Excerpts of location labeling data –
══════
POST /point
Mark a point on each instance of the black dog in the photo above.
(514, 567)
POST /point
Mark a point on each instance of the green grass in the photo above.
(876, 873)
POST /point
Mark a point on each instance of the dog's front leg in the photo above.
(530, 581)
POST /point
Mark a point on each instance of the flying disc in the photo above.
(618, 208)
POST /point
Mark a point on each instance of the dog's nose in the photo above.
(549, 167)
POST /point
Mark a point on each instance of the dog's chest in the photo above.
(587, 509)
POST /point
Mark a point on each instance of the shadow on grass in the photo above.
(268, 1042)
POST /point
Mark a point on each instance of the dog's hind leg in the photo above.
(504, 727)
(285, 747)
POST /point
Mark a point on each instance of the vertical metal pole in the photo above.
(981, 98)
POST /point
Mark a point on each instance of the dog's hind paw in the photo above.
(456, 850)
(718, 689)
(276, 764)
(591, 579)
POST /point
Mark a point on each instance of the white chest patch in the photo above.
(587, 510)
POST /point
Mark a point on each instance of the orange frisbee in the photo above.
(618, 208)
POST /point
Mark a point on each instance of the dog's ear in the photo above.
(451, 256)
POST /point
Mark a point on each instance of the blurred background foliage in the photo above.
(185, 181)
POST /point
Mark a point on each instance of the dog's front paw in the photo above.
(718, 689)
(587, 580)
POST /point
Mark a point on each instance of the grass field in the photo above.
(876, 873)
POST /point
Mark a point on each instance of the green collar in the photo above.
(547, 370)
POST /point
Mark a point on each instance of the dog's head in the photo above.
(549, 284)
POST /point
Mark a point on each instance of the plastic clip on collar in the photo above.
══════
Repeat every entry exactly as written above.

POST /point
Mark a point on each instance of the black dog in the photo above.
(514, 567)
POST /point
Mark a point on each instance of the green grass in the photo above.
(876, 873)
POST /point
Mark a point on each instance of the dog's front leg in the photo above.
(530, 581)
POST /point
Mark a point on each instance of the flying disc in the photo above.
(618, 208)
POST /point
Mark a point on each instance of the dog's nose in the photo above.
(549, 167)
POST /point
Mark a point on each instance of the dog's chest in the photo above.
(587, 509)
POST /point
Mark a point on each instance of the shadow on grass in the photo above.
(268, 1042)
POST /point
Mark a point on each instance of the dog's hind leg in the photo above.
(504, 727)
(285, 747)
POST /point
Mark a point on each instance of the vertical metal pole in the photo above.
(981, 98)
POST /point
Mark a point on each instance of the dog's hind paw in the photo above.
(456, 850)
(718, 689)
(276, 764)
(591, 579)
POST /point
Mark a point on each instance of the white chest patch in the photo above.
(587, 510)
POST /point
Mark a point on each instance of the orange frisbee in the photo above.
(618, 208)
POST /point
Mark a point on each instance of the dog's ear in the photo above.
(451, 256)
POST /point
Mark a point on each instance of the blurred background foliage in the photo above.
(185, 181)
POST /point
Mark a point on each instance of the dog's front paw in the photo above.
(718, 689)
(587, 580)
POST /point
Mark a point on each instance of the grass field in the photo above.
(876, 873)
POST /point
Mark a point on each instance of the green collar in the photo above.
(547, 370)
POST /point
Mark a point on each instance of the dog's head in the photo above.
(549, 284)
POST /point
Mark a point on each instance of the plastic clip on collar in the photo above.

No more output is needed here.